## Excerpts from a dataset

>>

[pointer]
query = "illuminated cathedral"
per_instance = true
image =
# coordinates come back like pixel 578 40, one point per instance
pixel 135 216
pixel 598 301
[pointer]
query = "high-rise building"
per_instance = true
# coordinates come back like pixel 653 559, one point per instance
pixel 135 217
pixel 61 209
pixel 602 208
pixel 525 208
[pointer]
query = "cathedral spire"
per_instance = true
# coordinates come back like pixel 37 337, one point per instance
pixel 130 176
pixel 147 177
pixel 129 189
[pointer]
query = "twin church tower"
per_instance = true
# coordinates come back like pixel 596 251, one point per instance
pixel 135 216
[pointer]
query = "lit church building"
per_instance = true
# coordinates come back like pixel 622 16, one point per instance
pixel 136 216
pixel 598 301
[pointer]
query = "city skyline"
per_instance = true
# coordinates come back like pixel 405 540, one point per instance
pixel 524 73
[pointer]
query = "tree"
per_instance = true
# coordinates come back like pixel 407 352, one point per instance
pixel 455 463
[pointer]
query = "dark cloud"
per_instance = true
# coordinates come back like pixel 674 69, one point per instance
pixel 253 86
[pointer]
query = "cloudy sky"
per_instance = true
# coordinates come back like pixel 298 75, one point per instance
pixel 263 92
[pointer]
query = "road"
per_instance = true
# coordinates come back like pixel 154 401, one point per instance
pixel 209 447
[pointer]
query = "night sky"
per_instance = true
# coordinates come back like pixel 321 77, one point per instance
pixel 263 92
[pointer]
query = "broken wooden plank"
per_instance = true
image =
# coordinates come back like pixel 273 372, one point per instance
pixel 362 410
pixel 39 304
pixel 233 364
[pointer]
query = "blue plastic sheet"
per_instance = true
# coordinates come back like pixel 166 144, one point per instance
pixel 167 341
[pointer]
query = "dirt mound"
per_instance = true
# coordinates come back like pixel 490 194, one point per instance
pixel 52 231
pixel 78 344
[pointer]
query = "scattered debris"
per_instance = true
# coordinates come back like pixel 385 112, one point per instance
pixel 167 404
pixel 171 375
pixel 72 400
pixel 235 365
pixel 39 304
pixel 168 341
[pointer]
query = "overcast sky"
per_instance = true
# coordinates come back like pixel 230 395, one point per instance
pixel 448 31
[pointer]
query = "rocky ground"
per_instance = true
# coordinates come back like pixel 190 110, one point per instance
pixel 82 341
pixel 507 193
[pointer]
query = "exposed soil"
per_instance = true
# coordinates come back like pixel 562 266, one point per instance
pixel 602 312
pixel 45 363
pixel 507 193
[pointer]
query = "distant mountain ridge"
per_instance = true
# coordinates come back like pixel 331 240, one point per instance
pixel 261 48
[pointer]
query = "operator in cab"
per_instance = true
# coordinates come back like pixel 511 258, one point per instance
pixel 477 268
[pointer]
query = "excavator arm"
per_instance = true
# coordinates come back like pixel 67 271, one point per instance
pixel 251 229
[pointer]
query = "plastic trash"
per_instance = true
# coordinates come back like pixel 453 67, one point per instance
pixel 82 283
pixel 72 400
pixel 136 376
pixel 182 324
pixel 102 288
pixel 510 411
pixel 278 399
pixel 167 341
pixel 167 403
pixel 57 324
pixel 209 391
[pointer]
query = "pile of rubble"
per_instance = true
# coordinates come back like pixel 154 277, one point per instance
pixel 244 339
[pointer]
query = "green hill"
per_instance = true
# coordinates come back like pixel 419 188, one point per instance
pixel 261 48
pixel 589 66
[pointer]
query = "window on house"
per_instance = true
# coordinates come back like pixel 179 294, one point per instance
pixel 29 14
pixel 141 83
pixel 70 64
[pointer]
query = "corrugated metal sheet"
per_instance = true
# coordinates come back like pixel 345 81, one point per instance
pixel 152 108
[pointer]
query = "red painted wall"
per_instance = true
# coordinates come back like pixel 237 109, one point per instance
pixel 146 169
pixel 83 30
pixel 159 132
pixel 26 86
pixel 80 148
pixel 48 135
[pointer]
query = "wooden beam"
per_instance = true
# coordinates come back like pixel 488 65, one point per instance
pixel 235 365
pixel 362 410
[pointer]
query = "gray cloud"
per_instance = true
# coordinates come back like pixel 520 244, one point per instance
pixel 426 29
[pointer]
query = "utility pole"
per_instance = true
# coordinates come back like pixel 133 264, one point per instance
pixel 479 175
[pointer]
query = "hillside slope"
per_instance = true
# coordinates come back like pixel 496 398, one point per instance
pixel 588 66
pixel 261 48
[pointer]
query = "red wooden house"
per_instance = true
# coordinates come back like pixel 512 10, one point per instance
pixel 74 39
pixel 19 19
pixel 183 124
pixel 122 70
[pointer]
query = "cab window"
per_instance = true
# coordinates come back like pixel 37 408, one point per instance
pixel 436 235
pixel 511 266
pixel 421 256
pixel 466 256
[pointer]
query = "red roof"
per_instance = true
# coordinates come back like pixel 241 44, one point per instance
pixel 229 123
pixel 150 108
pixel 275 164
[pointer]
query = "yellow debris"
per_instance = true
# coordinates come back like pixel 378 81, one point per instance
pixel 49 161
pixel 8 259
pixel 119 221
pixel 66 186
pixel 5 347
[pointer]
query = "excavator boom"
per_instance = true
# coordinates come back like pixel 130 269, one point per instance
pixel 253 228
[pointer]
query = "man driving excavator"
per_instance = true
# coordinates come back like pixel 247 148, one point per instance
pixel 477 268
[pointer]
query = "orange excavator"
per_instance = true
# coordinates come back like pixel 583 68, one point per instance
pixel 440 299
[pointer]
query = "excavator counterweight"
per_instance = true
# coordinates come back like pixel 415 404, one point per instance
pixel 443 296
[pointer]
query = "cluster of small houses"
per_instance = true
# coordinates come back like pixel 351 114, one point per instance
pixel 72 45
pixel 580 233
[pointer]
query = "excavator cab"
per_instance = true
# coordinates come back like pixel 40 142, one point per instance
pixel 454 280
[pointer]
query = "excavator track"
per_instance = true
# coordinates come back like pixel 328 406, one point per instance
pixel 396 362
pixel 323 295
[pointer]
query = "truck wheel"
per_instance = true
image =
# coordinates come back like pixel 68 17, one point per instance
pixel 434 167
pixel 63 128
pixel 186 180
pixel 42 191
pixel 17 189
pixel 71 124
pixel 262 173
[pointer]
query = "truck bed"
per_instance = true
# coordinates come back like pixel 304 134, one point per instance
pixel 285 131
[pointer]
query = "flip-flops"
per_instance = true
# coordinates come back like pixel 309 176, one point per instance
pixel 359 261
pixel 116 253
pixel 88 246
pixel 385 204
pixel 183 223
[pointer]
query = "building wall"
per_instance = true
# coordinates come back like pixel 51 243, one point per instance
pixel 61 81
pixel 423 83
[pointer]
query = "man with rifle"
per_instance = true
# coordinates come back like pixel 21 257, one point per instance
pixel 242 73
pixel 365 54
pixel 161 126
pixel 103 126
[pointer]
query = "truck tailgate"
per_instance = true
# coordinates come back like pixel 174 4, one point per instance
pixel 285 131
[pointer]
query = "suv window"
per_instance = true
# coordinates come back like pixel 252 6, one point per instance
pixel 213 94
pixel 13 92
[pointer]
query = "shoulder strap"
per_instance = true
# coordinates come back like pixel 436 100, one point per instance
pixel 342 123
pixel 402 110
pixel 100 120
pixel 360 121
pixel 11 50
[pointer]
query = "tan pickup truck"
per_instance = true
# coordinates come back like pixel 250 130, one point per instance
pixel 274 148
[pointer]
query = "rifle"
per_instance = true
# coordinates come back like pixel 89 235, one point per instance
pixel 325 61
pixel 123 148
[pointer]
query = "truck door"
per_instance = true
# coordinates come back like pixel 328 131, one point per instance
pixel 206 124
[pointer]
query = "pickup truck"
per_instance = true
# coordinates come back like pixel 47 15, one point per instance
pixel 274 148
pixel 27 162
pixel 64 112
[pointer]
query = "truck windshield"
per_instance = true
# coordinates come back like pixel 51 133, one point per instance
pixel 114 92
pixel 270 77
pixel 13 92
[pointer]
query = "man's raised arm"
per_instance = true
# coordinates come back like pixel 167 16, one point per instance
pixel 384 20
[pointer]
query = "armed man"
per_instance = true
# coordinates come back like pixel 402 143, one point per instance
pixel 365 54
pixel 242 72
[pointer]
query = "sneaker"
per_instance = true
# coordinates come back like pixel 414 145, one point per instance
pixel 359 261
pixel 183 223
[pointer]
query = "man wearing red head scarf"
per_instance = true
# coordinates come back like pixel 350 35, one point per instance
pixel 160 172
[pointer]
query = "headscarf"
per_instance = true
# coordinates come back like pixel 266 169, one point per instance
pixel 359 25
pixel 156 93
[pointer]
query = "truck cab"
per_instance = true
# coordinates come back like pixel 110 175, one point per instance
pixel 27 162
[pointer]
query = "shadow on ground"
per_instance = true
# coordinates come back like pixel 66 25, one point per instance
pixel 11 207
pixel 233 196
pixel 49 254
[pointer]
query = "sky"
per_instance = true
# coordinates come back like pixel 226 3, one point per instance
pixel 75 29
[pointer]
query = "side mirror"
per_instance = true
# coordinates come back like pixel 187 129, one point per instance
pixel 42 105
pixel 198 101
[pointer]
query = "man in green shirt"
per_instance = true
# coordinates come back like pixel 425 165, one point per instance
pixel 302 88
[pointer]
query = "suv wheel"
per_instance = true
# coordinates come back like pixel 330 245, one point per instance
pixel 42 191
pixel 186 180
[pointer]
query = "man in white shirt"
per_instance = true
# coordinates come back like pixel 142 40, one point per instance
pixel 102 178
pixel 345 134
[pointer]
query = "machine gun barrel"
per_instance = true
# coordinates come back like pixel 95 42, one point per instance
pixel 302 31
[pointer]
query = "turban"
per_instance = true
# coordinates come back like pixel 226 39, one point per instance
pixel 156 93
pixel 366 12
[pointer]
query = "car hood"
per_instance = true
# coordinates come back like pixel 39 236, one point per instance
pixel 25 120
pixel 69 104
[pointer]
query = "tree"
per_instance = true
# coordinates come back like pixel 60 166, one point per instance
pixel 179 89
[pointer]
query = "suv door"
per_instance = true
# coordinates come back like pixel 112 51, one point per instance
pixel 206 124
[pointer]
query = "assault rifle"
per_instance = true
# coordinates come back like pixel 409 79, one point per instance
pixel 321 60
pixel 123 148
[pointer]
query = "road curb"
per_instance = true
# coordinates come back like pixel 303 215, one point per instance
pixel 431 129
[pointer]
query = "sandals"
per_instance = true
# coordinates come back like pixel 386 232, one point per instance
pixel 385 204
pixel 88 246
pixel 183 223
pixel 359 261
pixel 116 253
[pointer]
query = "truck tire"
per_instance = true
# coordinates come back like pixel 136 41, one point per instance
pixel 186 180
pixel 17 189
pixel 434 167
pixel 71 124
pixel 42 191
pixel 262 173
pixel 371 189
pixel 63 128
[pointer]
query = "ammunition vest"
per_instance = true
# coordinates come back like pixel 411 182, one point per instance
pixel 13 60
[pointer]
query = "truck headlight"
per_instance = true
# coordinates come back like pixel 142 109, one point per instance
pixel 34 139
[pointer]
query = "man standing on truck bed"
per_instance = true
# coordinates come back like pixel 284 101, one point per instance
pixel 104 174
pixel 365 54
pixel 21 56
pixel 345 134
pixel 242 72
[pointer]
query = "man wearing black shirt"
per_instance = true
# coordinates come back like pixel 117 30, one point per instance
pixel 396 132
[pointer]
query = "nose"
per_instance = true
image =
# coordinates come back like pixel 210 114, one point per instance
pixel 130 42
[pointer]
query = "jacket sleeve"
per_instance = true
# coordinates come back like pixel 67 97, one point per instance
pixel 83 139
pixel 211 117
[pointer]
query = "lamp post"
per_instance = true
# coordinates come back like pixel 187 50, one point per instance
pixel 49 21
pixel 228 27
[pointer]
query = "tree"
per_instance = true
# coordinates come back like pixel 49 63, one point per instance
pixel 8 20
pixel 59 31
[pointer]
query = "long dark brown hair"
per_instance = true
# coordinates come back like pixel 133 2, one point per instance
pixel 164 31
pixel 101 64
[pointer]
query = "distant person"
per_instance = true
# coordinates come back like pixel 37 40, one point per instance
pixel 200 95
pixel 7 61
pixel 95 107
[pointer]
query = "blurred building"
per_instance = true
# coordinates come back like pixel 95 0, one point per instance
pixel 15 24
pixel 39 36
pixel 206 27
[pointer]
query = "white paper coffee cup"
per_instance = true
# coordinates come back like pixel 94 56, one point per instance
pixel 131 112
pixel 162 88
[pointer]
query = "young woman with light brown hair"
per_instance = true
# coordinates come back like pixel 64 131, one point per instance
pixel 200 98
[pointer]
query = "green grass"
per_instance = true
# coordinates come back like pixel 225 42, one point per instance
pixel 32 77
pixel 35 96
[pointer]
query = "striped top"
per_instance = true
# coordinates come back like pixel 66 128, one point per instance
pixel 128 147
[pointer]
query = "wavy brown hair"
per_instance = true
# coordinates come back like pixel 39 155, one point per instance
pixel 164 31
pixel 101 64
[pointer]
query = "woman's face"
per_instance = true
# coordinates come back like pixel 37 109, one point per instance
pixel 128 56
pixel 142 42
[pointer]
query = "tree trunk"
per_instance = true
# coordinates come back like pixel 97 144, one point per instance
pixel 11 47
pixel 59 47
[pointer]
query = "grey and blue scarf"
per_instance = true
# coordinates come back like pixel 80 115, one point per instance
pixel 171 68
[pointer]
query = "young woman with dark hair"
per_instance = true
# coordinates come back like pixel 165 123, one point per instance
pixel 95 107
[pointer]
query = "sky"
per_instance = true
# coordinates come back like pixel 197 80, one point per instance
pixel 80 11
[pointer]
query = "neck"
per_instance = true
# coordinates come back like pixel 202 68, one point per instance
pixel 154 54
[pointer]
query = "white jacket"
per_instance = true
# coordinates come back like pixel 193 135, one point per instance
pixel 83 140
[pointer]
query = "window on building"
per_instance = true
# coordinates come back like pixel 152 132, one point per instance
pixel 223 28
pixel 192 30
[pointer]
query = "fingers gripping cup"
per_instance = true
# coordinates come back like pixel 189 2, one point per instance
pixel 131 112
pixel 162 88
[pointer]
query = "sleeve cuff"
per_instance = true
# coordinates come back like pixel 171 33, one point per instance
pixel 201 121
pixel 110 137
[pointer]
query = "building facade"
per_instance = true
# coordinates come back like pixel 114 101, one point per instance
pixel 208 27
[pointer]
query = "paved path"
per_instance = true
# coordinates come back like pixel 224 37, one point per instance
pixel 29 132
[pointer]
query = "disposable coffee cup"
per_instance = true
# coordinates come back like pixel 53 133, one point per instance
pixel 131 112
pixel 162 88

<<

## Assigned task
Wherever the string "woman" appears in the data above, copy the line it sits in.

## Task solution
query = "young woman with light brown hair"
query = "woman's face"
query = "young woman with dark hair"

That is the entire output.